Extracted material:
────

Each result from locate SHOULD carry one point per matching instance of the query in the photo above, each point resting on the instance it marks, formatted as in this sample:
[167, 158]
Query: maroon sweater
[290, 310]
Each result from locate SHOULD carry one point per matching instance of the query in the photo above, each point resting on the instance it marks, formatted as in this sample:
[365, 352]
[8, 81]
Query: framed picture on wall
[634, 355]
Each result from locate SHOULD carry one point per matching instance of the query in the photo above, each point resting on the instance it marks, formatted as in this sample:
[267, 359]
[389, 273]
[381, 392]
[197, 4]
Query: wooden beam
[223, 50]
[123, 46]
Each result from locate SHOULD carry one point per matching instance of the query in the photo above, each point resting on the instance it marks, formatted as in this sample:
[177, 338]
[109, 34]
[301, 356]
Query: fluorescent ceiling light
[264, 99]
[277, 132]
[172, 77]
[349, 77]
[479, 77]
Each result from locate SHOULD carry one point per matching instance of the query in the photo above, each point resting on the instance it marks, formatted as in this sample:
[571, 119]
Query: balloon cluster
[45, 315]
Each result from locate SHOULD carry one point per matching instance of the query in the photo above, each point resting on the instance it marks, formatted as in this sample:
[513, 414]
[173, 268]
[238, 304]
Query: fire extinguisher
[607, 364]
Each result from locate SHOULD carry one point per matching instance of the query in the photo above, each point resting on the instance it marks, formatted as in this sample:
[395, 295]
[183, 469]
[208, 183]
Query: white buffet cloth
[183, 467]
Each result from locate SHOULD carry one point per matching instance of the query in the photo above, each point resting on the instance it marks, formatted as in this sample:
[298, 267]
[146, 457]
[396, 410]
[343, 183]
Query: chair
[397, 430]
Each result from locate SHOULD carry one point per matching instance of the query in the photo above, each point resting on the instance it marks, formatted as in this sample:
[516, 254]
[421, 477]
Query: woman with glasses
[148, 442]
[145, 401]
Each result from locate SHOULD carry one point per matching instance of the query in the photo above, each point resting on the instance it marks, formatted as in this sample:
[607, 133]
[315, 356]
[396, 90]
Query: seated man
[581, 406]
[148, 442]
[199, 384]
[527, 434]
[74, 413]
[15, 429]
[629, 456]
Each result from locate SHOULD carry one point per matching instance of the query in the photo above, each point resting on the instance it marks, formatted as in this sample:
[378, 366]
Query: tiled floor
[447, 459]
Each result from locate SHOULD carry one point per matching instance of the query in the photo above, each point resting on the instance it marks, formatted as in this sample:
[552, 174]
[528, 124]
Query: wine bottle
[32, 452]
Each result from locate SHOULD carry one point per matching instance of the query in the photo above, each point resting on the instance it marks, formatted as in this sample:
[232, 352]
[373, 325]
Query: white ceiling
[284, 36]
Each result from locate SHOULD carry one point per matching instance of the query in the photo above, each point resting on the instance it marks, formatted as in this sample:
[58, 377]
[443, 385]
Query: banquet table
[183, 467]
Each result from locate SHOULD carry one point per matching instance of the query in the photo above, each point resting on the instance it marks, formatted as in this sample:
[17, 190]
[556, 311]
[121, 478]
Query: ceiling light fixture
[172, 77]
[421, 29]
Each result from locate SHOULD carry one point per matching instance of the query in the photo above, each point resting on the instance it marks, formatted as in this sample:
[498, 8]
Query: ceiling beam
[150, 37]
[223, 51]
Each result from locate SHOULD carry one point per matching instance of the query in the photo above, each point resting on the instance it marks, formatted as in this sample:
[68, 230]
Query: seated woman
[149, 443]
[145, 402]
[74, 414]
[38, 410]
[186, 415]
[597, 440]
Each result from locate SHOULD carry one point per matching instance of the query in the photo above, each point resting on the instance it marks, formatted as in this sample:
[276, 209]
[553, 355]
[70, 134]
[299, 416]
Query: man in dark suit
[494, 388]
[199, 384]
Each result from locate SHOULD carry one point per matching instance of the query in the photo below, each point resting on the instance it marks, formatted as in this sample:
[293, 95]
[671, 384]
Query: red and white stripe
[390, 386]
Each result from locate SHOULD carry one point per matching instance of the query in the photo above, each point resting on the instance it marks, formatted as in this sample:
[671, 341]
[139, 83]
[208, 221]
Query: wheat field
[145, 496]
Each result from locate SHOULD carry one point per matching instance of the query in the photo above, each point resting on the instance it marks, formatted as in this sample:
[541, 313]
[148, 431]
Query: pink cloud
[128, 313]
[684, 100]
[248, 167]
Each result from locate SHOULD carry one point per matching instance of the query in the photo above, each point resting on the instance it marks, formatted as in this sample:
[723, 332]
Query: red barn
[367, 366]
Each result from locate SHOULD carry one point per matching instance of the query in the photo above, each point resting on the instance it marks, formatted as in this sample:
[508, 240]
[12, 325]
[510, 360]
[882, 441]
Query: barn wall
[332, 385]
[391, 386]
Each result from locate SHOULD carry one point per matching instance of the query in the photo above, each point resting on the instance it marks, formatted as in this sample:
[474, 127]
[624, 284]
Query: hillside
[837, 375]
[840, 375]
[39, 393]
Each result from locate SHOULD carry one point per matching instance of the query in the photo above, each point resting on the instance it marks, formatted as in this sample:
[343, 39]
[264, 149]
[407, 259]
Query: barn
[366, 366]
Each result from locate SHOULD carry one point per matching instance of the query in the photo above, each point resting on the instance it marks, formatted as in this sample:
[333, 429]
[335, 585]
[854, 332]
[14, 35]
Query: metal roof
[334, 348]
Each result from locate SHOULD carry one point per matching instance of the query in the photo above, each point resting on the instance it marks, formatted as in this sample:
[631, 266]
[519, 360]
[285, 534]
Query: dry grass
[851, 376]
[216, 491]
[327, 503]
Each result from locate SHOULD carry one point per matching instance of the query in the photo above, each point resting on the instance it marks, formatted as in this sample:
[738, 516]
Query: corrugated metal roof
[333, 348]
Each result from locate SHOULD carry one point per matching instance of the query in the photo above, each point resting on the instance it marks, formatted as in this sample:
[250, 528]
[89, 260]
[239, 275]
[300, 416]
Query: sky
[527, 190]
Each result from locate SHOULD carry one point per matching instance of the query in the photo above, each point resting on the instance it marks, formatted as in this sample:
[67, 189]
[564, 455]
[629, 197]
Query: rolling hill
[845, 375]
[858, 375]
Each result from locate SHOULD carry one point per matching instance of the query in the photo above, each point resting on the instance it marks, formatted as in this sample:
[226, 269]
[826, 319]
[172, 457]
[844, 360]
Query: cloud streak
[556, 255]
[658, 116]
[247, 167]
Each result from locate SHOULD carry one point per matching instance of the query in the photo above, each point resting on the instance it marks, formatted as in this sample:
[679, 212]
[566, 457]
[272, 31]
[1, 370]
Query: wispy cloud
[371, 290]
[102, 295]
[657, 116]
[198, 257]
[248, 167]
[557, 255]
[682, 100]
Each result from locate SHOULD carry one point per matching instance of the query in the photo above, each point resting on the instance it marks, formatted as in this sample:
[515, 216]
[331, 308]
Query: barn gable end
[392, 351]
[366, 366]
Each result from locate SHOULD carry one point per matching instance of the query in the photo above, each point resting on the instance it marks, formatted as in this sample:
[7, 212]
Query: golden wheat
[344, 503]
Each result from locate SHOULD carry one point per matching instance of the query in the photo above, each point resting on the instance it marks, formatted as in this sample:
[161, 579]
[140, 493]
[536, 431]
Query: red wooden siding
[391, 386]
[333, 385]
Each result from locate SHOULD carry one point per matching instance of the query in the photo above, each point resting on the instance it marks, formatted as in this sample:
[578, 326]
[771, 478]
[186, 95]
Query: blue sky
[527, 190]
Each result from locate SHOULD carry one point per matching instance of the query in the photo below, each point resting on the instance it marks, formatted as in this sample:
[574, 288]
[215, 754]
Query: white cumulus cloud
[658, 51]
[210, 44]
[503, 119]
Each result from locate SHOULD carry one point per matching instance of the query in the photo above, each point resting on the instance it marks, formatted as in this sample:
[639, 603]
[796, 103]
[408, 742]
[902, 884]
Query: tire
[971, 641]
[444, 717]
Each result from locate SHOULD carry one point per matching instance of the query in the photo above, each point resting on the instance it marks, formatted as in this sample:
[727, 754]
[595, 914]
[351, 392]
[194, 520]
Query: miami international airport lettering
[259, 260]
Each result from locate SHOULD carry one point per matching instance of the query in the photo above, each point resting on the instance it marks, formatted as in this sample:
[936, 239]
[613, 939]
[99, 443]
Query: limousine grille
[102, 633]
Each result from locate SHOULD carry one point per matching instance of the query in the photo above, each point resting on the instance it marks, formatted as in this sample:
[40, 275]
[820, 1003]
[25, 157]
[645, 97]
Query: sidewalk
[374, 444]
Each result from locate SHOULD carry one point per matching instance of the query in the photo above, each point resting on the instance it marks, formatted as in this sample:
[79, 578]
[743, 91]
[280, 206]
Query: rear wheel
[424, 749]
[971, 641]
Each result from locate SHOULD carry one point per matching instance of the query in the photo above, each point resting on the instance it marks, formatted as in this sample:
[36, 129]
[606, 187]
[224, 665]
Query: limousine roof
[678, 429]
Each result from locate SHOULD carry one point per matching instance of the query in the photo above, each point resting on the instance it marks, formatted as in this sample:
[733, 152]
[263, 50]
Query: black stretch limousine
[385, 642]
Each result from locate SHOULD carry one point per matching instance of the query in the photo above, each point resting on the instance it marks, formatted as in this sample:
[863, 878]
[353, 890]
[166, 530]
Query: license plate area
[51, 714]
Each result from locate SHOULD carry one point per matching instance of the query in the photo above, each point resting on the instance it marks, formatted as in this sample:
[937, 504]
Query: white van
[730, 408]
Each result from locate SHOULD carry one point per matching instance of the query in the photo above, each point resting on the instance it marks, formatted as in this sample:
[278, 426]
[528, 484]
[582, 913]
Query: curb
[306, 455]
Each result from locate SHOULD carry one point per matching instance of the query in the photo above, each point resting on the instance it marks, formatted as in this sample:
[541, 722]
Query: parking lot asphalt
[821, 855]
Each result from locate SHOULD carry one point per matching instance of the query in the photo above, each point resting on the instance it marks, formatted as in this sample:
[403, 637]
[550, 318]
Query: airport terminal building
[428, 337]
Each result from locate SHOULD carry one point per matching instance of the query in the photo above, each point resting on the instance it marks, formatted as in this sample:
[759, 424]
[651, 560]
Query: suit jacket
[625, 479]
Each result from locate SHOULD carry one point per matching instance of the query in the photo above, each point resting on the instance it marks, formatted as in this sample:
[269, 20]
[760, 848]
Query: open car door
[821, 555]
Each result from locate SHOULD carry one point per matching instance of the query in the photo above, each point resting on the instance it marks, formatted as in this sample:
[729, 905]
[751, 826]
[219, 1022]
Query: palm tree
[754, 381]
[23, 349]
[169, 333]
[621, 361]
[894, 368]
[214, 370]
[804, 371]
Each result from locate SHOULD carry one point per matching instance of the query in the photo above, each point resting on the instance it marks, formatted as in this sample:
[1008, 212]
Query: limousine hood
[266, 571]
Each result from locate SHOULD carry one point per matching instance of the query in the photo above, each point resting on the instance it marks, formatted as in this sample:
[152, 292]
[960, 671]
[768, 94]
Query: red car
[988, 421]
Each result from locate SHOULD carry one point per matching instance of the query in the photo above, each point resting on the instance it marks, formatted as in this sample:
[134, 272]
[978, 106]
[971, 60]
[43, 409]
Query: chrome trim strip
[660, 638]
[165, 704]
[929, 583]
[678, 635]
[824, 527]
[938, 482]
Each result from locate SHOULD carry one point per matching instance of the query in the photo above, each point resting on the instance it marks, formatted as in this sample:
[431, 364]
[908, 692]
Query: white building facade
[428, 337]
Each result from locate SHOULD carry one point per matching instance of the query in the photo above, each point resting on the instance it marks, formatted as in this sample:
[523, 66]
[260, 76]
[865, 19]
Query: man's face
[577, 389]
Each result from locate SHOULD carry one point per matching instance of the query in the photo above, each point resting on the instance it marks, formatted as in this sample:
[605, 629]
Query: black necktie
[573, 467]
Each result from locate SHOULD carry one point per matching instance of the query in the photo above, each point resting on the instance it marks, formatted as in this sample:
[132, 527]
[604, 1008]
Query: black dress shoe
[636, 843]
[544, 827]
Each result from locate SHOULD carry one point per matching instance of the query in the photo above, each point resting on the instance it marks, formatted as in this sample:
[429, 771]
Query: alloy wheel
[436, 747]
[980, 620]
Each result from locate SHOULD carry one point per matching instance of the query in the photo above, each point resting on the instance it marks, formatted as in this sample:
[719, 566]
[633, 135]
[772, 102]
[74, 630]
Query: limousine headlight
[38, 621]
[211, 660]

────

Written problem: Collect every line in the items above that contains the word "airport".

Task result:
Query: miami international airport lettering
Query: airport terminal building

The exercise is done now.